これらの訓練において、クレートを罰として使用することは絶対に避けるべきである。クレート慣らしは、災害時だけでなく、動物病院への通院やペットホテルへの預け入れなど、様々な場面で役立つ重要なスキルとなる 。
・健康の準備:ワクチン接種と迷子対策
避難所は多くの人や動物が密集する場所であり、感染症のリスクが高まる。集団生活を円滑に送るため、そしてペット自身の健康を守るために、狂犬病予防接種(犬の場合)はもちろん、各種ワクチン接種やノミ・ダニなどの寄生虫駆除を事前に済ませておくことが、衛生管理の必須条件となる 。

迷子対策は「二重、三重」で!
災害時のパニックでペットが逃げ出してしまう可能性は非常に高いです 。首輪に迷子札をつけるだけでなく、マイクロチップを装着する。
二重、三重の対策が、再会できる可能性を格段に高めます 。
ペット情報手帳を作成する!
災害発生時、また避難生活において、ペットの情報を迅速に提示できることは、命を救う上で極めて重要です。ペットと一緒に写った写真も用意しておくと、飼い主であることを証明する際に役立ちます 。
4. 避難生活を乗り越えるための知恵と配慮
・避難所におけるペット飼養の現実とルール
避難所でのペットの飼育は、多くの人々が共同生活を送る特殊な環境下で行われるため、特別な配慮とルール遵守が求められる 。避難所には動物が苦手な人や動物アレルギーを持つ人もいるため、人とペットの居住スペースは原則として分離される 。吹田市などの事例では、倉庫、下足室、屋根のある渡り廊下、自転車置き場などが、ペットの一時飼育場所として想定されている 。これらの場所は、鳴き声や臭いが原因でトラブルが発生しないよう、一般の避難者スペースから離れており、清掃がしやすい場所が選定される 。
避難所での生活を円滑に進めるため、飼い主は以下の基本ルールとマナーを遵守する責任がある 。
避難所での基本ルールとマナー飼い主の責任
餌やり、水やり、糞尿の始末、衛生管理など、ペットの世話はすべて飼い主の責任で行う 。
衛生管理:
飼育場所の清掃、特に排泄物処理を徹底する 。水で流した後に消毒薬で拭き取るなどの具体的な対応も必要となる 。
マナー:
鳴き声や臭い、毛の飛散に配慮し、他の避難者に迷惑をかけないように努める 。犬の散歩はリードを短く持ち、指定された場所で行う 。
トラブル対応:
ペットに関するトラブルが発生した場合は、まずは飼い主同士で話し合い、解決に努めることが求められる 。
5.ペットの心身のケア:ストレス軽減と健康維持
避難所という慣れない環境は、ペットにとって極めて大きなストレス要因となる。騒音、見慣れない人々や動物との接触、行動の制限などにより、ペットは強いストレスを感じる 。このストレスは、嘔吐や下痢、食欲不振、免疫力の低下、さらには攻撃的になるなどの異常行動を引き起こす可能性がある 。

◆ 練習問題
1. 本文によると、吹田市などの事例で、ペットの一時飼育場所として想定されているのはどこか。
2. 本文の「避難所での生活を円滑に進める」という語句から書き始め、「鳴き声や臭い、毛の飛散に配慮し、他の避難者に迷惑をかけないように努める 。犬の散歩はリードを短く持ち、指定された場所で行う 。」まで書いたら止めて、その部分を一字一句変えずに書き写してください。

◆ 表示データ
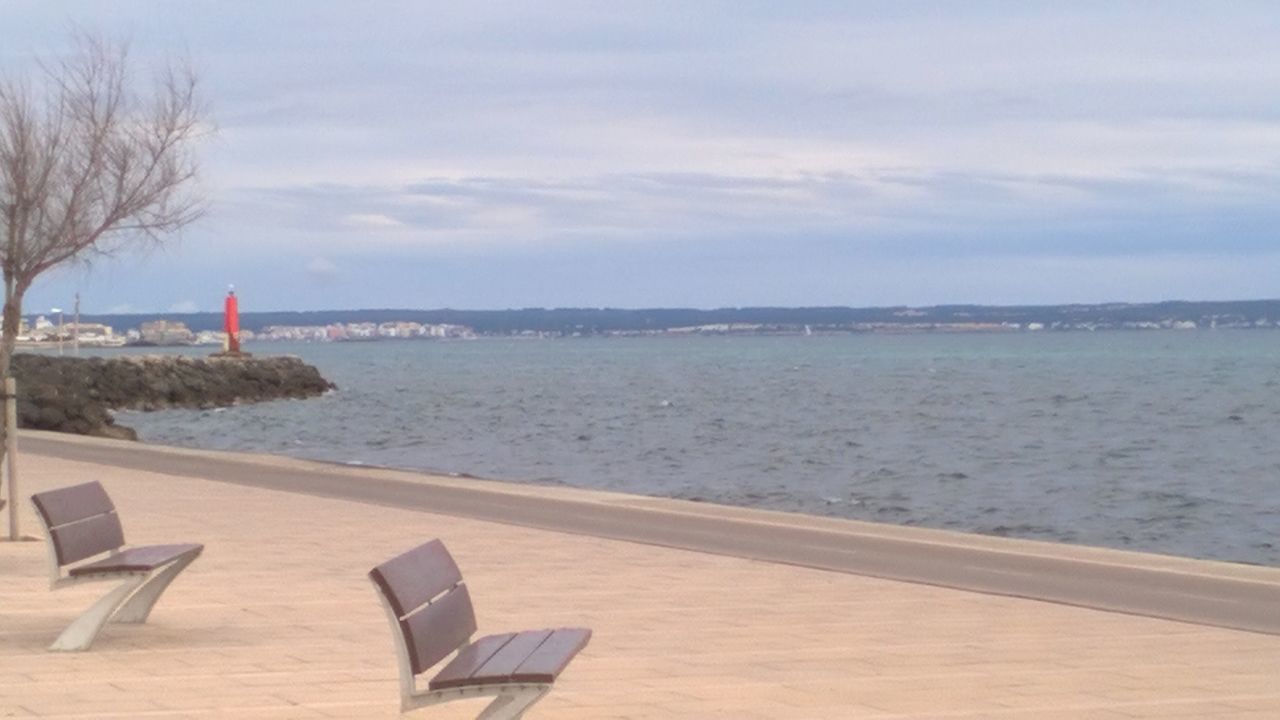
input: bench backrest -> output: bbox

◆ 練習問題の解答
1. 倉庫、下足室、屋根のある渡り廊下、自転車置き場など。

2.
避難所での生活を円滑に進めるため、飼い主は以下の基本ルールとマナーを遵守する責任がある 。
避難所での基本ルールとマナー飼い主の責任
餌やり、水やり、糞尿の始末、衛生管理など、ペットの世話はすべて飼い主の責任で行う 。
衛生管理:
飼育場所の清掃、特に排泄物処理を徹底する 。水で流した後に消毒薬で拭き取るなどの具体的な対応も必要となる 。
マナー:
鳴き声や臭い、毛の飛散に配慮し、他の避難者に迷惑をかけないように努める 。犬の散歩はリードを短く持ち、指定された場所で行う 。